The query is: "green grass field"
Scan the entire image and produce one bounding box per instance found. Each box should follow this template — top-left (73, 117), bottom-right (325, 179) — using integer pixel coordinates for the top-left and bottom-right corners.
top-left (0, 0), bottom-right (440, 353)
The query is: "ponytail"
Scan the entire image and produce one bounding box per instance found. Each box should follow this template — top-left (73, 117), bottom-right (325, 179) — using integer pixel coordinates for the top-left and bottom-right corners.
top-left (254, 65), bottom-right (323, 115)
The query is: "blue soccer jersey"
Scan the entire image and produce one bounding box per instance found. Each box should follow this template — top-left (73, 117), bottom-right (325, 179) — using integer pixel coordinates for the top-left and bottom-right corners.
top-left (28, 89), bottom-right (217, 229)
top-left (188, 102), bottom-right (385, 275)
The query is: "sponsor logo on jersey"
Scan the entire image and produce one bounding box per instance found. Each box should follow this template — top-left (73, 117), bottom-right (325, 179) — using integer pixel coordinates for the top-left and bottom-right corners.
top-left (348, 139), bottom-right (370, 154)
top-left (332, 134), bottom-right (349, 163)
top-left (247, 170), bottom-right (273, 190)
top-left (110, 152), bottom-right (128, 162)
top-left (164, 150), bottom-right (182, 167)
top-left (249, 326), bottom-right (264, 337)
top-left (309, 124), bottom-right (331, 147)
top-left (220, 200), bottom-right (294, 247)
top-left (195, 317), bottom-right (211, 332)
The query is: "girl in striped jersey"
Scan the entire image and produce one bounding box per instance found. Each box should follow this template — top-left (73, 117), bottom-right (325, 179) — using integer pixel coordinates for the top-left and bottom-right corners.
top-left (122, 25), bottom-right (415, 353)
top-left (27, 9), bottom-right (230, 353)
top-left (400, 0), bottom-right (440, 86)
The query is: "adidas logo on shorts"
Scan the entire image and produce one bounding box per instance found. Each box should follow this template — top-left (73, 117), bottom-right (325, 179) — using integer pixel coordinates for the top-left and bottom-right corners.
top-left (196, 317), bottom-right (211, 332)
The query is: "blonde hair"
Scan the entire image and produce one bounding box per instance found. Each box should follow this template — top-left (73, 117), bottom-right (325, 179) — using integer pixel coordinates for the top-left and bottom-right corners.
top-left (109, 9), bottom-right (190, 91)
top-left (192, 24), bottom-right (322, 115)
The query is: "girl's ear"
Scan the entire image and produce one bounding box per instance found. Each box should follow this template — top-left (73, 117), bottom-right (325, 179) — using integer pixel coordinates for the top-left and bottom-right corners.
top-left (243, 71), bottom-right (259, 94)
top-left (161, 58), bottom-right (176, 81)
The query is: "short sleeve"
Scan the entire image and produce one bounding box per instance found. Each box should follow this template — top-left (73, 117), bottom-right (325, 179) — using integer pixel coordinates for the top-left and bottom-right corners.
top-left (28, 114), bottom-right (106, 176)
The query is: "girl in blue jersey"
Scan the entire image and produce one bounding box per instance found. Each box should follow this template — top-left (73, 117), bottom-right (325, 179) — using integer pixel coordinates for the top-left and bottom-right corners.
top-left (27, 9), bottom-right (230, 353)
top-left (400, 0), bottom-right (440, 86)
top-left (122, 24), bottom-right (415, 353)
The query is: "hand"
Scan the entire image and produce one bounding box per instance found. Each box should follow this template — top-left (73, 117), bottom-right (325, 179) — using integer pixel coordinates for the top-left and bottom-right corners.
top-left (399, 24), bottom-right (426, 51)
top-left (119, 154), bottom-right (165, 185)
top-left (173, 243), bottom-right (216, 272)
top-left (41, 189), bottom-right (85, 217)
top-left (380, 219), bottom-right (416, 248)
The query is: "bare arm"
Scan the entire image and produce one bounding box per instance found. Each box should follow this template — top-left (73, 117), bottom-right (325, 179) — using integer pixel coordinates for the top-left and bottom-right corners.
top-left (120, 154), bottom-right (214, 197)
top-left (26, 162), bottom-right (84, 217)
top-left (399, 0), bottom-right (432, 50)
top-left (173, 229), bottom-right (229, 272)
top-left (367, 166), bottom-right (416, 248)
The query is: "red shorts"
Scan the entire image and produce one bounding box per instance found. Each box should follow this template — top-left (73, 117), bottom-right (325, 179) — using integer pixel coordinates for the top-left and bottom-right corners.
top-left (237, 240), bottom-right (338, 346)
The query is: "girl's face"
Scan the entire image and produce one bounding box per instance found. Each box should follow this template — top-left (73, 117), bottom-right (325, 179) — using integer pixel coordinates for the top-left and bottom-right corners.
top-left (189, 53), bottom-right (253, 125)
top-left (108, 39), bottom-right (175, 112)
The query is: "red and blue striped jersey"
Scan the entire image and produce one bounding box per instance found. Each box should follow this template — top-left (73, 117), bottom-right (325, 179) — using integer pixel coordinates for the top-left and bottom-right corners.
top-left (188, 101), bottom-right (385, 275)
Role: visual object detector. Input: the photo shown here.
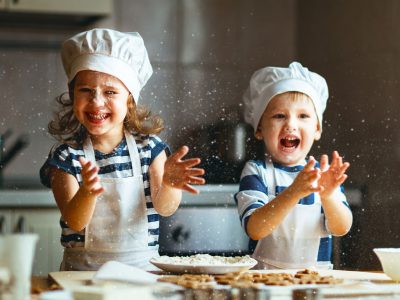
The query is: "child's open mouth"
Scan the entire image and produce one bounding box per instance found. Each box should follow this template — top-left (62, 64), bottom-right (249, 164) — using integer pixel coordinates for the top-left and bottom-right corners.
top-left (280, 137), bottom-right (300, 149)
top-left (86, 113), bottom-right (110, 123)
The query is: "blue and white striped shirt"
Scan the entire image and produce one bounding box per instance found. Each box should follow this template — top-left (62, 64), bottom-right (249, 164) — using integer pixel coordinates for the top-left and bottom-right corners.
top-left (40, 133), bottom-right (170, 249)
top-left (235, 160), bottom-right (349, 263)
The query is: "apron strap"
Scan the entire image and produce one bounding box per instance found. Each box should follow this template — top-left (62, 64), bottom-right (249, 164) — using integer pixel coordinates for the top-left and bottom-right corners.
top-left (265, 159), bottom-right (276, 201)
top-left (83, 130), bottom-right (142, 176)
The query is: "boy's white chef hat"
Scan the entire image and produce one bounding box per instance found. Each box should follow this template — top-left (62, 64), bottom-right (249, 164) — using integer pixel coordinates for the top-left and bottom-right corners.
top-left (243, 62), bottom-right (329, 131)
top-left (61, 28), bottom-right (153, 103)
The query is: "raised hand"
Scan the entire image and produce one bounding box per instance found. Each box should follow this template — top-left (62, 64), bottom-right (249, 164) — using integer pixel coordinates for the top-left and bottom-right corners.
top-left (290, 156), bottom-right (323, 199)
top-left (79, 157), bottom-right (104, 196)
top-left (163, 146), bottom-right (205, 194)
top-left (318, 151), bottom-right (350, 198)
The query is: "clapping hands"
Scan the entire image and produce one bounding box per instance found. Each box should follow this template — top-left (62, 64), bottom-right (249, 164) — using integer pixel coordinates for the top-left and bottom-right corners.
top-left (291, 151), bottom-right (350, 199)
top-left (163, 146), bottom-right (205, 194)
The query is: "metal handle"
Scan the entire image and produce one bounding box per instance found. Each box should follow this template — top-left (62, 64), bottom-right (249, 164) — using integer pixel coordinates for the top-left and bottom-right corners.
top-left (14, 216), bottom-right (26, 233)
top-left (0, 216), bottom-right (6, 234)
top-left (172, 226), bottom-right (190, 243)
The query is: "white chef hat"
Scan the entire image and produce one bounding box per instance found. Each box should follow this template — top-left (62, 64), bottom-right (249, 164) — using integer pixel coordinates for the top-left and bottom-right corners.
top-left (243, 62), bottom-right (329, 131)
top-left (61, 28), bottom-right (153, 103)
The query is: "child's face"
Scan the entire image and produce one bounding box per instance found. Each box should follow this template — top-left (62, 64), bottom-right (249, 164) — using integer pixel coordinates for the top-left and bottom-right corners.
top-left (73, 71), bottom-right (129, 136)
top-left (256, 93), bottom-right (321, 166)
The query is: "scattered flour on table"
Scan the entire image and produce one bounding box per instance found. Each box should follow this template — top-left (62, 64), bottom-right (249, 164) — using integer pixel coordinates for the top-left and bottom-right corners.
top-left (157, 254), bottom-right (255, 265)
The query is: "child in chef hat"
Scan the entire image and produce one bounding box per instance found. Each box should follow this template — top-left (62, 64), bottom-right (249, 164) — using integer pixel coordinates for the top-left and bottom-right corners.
top-left (235, 62), bottom-right (352, 269)
top-left (40, 29), bottom-right (204, 270)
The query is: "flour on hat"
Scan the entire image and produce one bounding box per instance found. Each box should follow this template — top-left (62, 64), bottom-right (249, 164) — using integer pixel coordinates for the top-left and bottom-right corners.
top-left (243, 62), bottom-right (329, 131)
top-left (61, 28), bottom-right (153, 103)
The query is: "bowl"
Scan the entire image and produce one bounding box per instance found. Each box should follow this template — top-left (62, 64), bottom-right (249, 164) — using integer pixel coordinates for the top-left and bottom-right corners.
top-left (374, 248), bottom-right (400, 281)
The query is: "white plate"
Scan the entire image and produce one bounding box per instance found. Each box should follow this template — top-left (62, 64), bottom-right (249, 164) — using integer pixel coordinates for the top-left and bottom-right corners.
top-left (150, 258), bottom-right (257, 274)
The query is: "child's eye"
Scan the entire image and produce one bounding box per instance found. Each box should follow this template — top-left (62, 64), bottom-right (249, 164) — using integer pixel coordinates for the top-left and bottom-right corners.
top-left (272, 114), bottom-right (285, 119)
top-left (300, 114), bottom-right (310, 119)
top-left (78, 88), bottom-right (93, 93)
top-left (105, 91), bottom-right (117, 95)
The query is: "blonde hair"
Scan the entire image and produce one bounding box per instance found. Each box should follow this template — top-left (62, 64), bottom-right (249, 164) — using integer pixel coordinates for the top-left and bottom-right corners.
top-left (48, 80), bottom-right (164, 147)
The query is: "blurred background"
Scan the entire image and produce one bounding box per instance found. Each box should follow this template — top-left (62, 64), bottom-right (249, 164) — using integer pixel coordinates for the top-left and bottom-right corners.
top-left (0, 0), bottom-right (400, 270)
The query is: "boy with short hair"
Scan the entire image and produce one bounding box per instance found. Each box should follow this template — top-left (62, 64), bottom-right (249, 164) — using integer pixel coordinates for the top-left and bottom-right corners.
top-left (235, 62), bottom-right (352, 269)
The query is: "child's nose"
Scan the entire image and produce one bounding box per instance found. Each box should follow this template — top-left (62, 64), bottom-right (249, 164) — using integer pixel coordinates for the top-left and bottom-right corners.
top-left (91, 90), bottom-right (106, 105)
top-left (285, 117), bottom-right (297, 132)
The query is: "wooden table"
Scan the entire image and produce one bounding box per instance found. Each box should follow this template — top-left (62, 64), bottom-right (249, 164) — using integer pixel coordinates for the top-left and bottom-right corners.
top-left (32, 270), bottom-right (400, 299)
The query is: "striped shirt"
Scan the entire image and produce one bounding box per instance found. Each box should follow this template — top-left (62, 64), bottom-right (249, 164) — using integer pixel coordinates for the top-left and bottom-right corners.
top-left (235, 160), bottom-right (349, 264)
top-left (40, 133), bottom-right (170, 249)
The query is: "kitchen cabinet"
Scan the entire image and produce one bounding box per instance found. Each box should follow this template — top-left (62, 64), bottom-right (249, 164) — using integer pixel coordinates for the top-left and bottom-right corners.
top-left (0, 207), bottom-right (63, 275)
top-left (0, 0), bottom-right (113, 15)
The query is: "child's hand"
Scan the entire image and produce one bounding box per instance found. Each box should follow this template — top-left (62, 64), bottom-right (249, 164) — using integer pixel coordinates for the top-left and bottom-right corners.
top-left (163, 146), bottom-right (205, 194)
top-left (79, 157), bottom-right (104, 197)
top-left (318, 151), bottom-right (350, 198)
top-left (290, 156), bottom-right (323, 199)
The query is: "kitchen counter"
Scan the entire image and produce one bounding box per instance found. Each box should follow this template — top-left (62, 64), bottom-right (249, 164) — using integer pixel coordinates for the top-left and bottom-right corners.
top-left (0, 189), bottom-right (57, 208)
top-left (32, 270), bottom-right (400, 300)
top-left (0, 184), bottom-right (239, 208)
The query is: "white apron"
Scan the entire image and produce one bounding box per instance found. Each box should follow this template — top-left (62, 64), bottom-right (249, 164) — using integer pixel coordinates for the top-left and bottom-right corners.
top-left (253, 162), bottom-right (327, 269)
top-left (61, 132), bottom-right (159, 271)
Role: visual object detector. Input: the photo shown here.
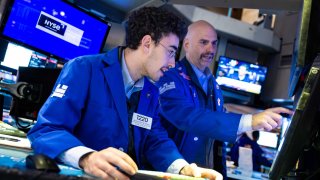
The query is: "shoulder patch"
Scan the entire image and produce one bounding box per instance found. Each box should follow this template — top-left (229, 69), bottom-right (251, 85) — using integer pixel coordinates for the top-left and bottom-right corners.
top-left (159, 81), bottom-right (176, 94)
top-left (50, 84), bottom-right (68, 98)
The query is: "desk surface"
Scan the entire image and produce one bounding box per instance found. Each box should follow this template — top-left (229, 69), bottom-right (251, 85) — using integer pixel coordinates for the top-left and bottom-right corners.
top-left (0, 145), bottom-right (87, 177)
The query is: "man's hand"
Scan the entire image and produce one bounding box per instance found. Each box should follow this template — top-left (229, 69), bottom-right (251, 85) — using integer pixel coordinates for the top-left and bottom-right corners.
top-left (252, 107), bottom-right (293, 131)
top-left (79, 147), bottom-right (138, 180)
top-left (180, 163), bottom-right (223, 180)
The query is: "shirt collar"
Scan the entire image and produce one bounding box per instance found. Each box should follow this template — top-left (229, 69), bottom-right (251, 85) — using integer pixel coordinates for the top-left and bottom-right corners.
top-left (121, 51), bottom-right (144, 97)
top-left (190, 63), bottom-right (212, 81)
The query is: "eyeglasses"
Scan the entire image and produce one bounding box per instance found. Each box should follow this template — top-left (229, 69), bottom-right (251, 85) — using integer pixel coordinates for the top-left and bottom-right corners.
top-left (159, 42), bottom-right (177, 59)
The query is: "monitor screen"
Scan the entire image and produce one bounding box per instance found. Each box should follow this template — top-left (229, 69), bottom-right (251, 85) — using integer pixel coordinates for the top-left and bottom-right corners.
top-left (216, 56), bottom-right (267, 94)
top-left (269, 61), bottom-right (320, 179)
top-left (257, 131), bottom-right (279, 149)
top-left (0, 0), bottom-right (111, 61)
top-left (1, 43), bottom-right (58, 70)
top-left (10, 67), bottom-right (61, 120)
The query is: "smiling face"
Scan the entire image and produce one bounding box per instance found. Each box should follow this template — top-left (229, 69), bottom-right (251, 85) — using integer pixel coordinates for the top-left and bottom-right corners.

* * * * * * * * *

Rewrite everything from the start of the records down to the line containing "top-left (0, 0), bottom-right (440, 353)", putting "turf" in place of "grass" and leaving the rest as it is.

COMPLETED EXERCISE:
The query is: "green turf field"
Scan the entire image and produce one bounding box per instance found. Each box should follow this template — top-left (73, 117), bottom-right (325, 179) — using integer pixel coordinates for the top-left and bottom-right corners.
top-left (0, 0), bottom-right (440, 353)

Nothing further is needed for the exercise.